(Objective)
According to the poker blog post below, how long has it been since the writer's last winning session?

(Provided text)
=====

Tuesday, January 08, 2008

Carnage

Hoping to get the converse of the old "don't post your good results, or you will be hit with the doomswitch"......





Obviously, things have not started off too well in 2008 :P. I know that this is not a lot of hands, but still, it's been 2 weeks since my last winning session, and 2 weeks is 2 weeks.

In a way, this is going to be a little bit of a brag post, strange as it seems. The brag is in the way that I have been handling this at the tables. I'm usually good about not carrying around any negative emotions for too long after a session. But I do have a decent amount of work to do in limiting the effects of a bad run while sitting in the game. I've been on the wrong end of draws getting there and long shots beating me a fair amount this week, but I am shrugging it off better than usual for me. I haven't been ideal, but I've let go of frustration a number of times before the guy who just got there's stack has incremented. It's a significant step in the right direction, at least for me, in a continuing quest for simple acceptance of a bad result.

I've actually been thinking about what it takes to get to true and total acceptance of your bad results at the table. The kind of acceptance where they affect you as little as humanly possible, whatever that may be. I'm starting to think that I'm not sure I want to get to that total acceptance, even if I could. The reason: I think it would take some fun out of the times that I do well. I just don't see being totally dispassionate about your losses yet still relishing your victories. If I were a pro and/or played at much higher stakes, it might be more important. But if so, it would change the significance of my motivating factors. Namely, the element of fun would be reduced. I'm not saying that pros and high stakes players don't have fun, but the emphasis changes.

There are a number of different poker aspects that can be fun, by the way. It's fun for me to work my way through a problem away from the tables, whether or not I was in a hand, whether or not I won the hand. It's fun chatting with other guys about their poker successes. But I'm talking about the fun of playing a hand and profiting. Not Sklansky bucks or G-bucks, but real profit. I'm not playing for life-changing money. But it's still more fun to win than to lose for me. And that's not only OK, it's good (to maybe paraphrase Tommy Angelo, it's good because I choose it).

So, if I enjoy the winning of a pot and don't enjoy the losing of a pot, and want to continue attaching some emotional meaning to it because I like that meaning, I really need to make sure that it minimizes any impact on my future hands...and elation can be as harmful as despair. The trick for me is to compartmentalize those feelings...to on one level enjoy/hate the outcome of the hand, and on another level...the get-ready-for-the-next-hand level....to ignore the outcome. And that's what I've been doing for the most part over this brief little slide.

=====

(Given material)

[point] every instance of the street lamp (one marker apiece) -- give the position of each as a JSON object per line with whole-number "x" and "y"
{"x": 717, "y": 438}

=====

(Finished task)
Two weeks.